Records shown:
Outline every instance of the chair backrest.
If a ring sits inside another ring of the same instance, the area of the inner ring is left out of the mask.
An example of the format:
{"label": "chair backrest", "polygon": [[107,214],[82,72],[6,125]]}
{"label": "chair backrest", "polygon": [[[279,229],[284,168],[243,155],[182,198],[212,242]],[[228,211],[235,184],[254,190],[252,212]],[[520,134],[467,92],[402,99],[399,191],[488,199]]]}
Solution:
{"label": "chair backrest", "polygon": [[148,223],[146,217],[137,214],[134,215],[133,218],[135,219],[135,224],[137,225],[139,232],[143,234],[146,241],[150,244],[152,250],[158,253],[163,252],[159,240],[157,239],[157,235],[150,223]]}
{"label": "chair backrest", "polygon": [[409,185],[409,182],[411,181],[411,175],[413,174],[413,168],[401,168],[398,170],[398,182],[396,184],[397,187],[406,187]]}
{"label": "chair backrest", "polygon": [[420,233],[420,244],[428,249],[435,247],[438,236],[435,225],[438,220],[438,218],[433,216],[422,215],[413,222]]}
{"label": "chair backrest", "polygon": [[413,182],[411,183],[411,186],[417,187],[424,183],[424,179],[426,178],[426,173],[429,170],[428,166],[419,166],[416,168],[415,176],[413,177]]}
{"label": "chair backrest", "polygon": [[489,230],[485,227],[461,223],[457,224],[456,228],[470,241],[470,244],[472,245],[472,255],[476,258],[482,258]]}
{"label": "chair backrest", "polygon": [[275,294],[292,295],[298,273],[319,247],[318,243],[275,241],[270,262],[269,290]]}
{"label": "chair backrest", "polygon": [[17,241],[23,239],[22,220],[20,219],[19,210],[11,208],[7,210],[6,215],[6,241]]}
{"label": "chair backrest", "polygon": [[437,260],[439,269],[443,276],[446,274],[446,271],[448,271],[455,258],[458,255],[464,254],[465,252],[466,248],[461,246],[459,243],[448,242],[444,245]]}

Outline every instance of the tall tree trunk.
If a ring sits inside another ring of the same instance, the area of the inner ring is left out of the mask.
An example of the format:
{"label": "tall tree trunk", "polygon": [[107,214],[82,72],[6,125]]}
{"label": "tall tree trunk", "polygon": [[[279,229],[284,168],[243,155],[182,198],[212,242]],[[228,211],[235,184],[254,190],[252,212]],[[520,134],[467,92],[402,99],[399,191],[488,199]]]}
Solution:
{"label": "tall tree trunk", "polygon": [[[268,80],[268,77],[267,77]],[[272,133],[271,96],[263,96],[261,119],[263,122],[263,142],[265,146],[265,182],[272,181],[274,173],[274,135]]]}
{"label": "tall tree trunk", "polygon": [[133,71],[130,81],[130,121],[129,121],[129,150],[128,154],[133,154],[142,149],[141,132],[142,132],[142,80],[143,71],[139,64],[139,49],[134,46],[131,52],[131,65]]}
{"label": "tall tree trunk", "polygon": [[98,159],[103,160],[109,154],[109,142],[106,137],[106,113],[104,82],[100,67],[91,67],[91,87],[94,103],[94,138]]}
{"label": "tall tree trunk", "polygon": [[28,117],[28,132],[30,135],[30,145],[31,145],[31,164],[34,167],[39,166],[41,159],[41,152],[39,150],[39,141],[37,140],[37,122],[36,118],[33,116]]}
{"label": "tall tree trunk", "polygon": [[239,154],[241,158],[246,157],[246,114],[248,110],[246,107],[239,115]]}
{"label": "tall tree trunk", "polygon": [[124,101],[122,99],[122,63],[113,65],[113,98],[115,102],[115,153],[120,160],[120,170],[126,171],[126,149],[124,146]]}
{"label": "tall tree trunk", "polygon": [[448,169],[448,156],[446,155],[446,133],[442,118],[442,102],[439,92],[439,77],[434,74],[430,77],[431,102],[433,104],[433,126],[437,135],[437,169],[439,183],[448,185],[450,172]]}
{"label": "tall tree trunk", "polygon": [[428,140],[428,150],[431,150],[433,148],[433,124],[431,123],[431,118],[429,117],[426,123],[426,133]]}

Stated exercise: Can you format every line of the items above as a Markdown table with the columns Row and Line, numbering the rows in order and leaving out blank lines?

Exercise response:
| Row | Line |
|---|---|
| 1 | Outline every instance of the chair backrest. |
| 2 | If a ring sits inside another ring of the same instance, the area of the inner ring is left out of the mask. |
| 3 | An example of the format: |
| 4 | {"label": "chair backrest", "polygon": [[107,214],[82,72],[6,125]]} |
| 5 | {"label": "chair backrest", "polygon": [[[279,229],[284,168],[243,155],[182,198],[212,242]],[[228,211],[235,184],[254,190],[252,212]],[[520,134],[467,92],[402,99],[399,191],[488,199]]]} |
| 6 | Solution: |
| 7 | {"label": "chair backrest", "polygon": [[148,223],[146,217],[137,214],[134,215],[133,218],[135,219],[135,224],[137,225],[139,232],[143,234],[146,241],[150,244],[152,250],[158,253],[163,252],[159,240],[157,239],[157,235],[150,223]]} |
| 8 | {"label": "chair backrest", "polygon": [[409,185],[409,182],[411,181],[411,175],[413,174],[413,168],[401,168],[398,170],[398,182],[396,184],[397,187],[406,187]]} |
| 9 | {"label": "chair backrest", "polygon": [[420,233],[420,244],[428,249],[435,247],[438,236],[435,225],[438,220],[438,218],[433,216],[422,215],[413,222]]} |
| 10 | {"label": "chair backrest", "polygon": [[413,182],[411,183],[411,186],[417,187],[424,183],[424,179],[426,178],[426,173],[429,170],[428,166],[419,166],[416,168],[415,176],[413,177]]} |
| 11 | {"label": "chair backrest", "polygon": [[489,230],[485,227],[461,223],[457,224],[456,228],[470,241],[470,244],[472,245],[472,255],[476,258],[482,258]]} |
| 12 | {"label": "chair backrest", "polygon": [[275,294],[292,295],[298,273],[319,247],[318,243],[275,241],[270,262],[269,290]]} |
| 13 | {"label": "chair backrest", "polygon": [[17,241],[23,239],[22,220],[20,219],[19,210],[11,208],[7,210],[6,215],[6,241]]} |
| 14 | {"label": "chair backrest", "polygon": [[437,260],[439,269],[443,276],[446,274],[446,271],[448,271],[455,258],[458,255],[464,254],[465,252],[466,248],[461,246],[459,243],[448,242],[444,245]]} |
| 15 | Outline every instance of the tall tree trunk. |
| 16 | If a ring sits inside another ring of the same instance, the area of the inner ring is left out of the mask. |
| 17 | An example of the format: |
| 18 | {"label": "tall tree trunk", "polygon": [[107,214],[82,72],[6,125]]} |
| 19 | {"label": "tall tree trunk", "polygon": [[[279,229],[284,168],[243,155],[182,198],[212,242]],[[228,211],[235,184],[254,190],[252,212]],[[520,134],[467,92],[402,99],[399,191],[488,199]]]} |
| 20 | Solution: |
| 21 | {"label": "tall tree trunk", "polygon": [[[268,80],[268,77],[267,77]],[[272,133],[271,96],[263,96],[261,119],[263,122],[263,142],[265,146],[265,182],[272,181],[274,173],[274,135]]]} |
| 22 | {"label": "tall tree trunk", "polygon": [[133,71],[130,81],[130,121],[129,121],[129,150],[128,154],[133,154],[142,149],[141,132],[142,132],[142,80],[143,71],[139,64],[139,49],[134,46],[131,52],[131,65]]} |
| 23 | {"label": "tall tree trunk", "polygon": [[98,159],[103,160],[109,154],[109,142],[106,137],[106,113],[104,82],[100,67],[91,67],[91,87],[94,103],[94,138]]} |
| 24 | {"label": "tall tree trunk", "polygon": [[28,117],[28,132],[30,135],[30,145],[31,145],[31,164],[34,167],[39,166],[41,159],[41,152],[39,150],[39,141],[37,140],[37,122],[36,118],[33,116]]} |
| 25 | {"label": "tall tree trunk", "polygon": [[239,154],[241,158],[246,157],[246,114],[248,110],[246,107],[239,115]]} |
| 26 | {"label": "tall tree trunk", "polygon": [[124,101],[122,99],[122,63],[113,65],[113,98],[115,102],[115,153],[120,160],[120,170],[126,171],[126,149],[124,146]]} |
| 27 | {"label": "tall tree trunk", "polygon": [[448,169],[448,156],[446,155],[446,133],[442,118],[442,102],[439,92],[439,77],[434,74],[430,77],[431,102],[433,104],[433,126],[437,135],[437,169],[439,183],[448,185],[450,172]]} |
| 28 | {"label": "tall tree trunk", "polygon": [[428,140],[428,150],[431,150],[433,148],[433,124],[431,123],[431,118],[429,117],[426,123],[426,133]]} |